WHAT YOU HAVE TO DO: Count the lines in the records below that contain the string "frame", treating uppercase and lowercase letters as distinct. Reply with the number alone.

** begin **

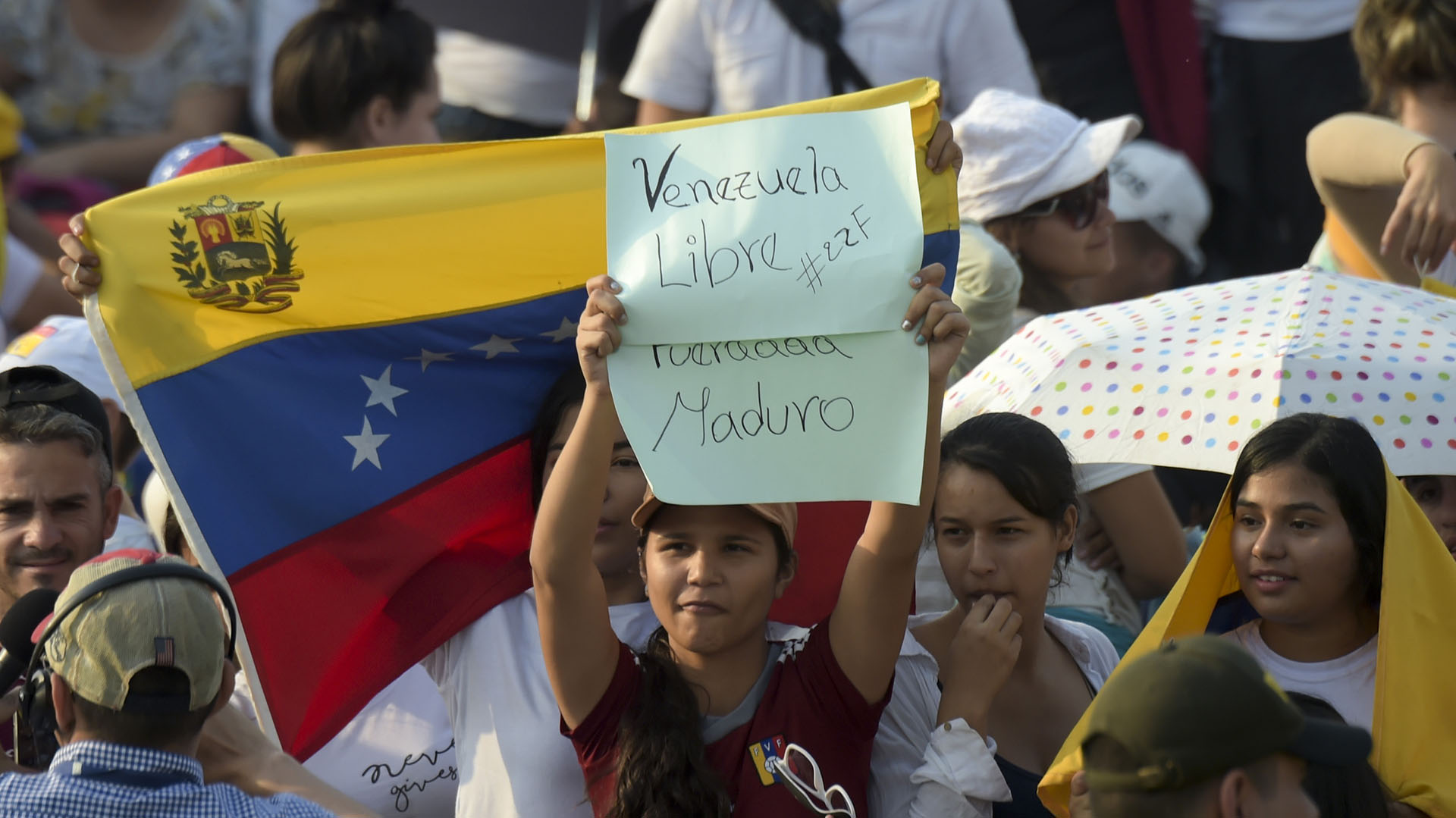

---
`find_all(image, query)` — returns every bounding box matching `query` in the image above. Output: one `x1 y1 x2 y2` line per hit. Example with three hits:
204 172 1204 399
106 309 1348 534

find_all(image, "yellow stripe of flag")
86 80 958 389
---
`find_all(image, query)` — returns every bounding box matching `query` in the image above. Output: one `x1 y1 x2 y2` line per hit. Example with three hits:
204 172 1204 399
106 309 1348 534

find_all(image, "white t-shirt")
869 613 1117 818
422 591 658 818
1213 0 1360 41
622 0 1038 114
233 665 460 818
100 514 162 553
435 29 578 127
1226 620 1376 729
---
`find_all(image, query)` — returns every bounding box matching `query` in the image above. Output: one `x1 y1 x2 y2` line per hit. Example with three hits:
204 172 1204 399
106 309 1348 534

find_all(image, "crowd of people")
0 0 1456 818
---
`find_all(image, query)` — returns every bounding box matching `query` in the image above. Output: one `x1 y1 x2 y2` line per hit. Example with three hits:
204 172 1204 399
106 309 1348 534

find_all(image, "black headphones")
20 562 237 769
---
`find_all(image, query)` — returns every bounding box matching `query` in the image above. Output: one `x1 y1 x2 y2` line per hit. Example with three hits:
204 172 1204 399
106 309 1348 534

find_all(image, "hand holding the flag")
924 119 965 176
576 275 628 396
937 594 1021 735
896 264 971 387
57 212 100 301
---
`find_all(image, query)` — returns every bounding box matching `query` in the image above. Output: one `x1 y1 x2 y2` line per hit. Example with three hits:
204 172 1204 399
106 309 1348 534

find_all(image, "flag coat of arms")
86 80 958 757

** end **
** begin **

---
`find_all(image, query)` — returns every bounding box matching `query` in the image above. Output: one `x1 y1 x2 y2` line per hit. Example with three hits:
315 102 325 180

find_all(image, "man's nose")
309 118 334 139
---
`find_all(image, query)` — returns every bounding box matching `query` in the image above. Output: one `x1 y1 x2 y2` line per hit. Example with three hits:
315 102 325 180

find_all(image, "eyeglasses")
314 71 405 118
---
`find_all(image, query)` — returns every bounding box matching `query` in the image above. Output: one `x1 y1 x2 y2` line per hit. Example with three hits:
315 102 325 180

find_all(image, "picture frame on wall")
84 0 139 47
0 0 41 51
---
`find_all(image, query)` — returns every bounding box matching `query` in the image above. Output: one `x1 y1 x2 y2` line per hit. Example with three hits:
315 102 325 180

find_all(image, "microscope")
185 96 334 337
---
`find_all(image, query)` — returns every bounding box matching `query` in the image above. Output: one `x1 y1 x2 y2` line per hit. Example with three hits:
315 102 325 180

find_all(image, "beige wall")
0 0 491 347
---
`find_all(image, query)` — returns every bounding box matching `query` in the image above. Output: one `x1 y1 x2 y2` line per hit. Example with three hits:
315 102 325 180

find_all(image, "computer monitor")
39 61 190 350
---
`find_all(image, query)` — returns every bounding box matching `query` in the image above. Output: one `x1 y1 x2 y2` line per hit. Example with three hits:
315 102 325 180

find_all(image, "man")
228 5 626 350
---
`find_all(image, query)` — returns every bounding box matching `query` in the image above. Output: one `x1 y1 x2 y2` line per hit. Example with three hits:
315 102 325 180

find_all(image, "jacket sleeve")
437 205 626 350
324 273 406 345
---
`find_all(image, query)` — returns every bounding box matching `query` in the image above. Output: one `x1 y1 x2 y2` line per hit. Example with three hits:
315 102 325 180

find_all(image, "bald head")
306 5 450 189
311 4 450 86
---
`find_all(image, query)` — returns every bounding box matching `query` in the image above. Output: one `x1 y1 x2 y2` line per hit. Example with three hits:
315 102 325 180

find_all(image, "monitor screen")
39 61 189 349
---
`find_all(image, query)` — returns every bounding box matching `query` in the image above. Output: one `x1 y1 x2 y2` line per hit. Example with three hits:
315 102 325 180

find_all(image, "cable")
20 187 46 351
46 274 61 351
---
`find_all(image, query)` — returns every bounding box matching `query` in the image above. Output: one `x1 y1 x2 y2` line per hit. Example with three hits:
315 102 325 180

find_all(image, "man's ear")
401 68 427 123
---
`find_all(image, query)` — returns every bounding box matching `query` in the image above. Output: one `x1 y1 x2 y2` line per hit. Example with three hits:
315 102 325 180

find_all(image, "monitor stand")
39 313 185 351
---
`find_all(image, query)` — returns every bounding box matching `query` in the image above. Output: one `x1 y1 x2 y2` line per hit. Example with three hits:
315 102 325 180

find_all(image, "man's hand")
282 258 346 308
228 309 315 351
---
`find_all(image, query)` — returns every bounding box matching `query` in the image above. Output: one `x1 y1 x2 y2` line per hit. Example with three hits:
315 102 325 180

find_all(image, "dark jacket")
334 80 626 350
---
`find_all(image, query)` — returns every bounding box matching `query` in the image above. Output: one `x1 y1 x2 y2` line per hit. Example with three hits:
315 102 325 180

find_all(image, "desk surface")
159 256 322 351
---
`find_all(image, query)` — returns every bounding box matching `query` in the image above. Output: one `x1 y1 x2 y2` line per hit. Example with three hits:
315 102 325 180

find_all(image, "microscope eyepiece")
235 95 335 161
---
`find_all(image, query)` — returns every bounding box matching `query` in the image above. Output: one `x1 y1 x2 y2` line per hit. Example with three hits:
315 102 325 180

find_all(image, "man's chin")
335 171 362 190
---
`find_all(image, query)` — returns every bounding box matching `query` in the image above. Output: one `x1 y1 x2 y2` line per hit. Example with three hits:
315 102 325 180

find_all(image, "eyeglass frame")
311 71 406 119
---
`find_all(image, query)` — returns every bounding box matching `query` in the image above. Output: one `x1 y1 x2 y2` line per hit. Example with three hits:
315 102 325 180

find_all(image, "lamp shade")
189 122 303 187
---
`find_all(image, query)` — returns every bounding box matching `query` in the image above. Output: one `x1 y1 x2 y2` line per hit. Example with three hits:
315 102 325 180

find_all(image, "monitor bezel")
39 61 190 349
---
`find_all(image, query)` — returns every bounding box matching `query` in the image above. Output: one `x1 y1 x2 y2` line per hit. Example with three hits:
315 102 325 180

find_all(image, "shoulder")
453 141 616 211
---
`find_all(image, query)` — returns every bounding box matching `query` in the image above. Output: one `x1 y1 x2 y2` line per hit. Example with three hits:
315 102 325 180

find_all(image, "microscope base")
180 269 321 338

** end **

ANSWER TO THE PROBLEM: 2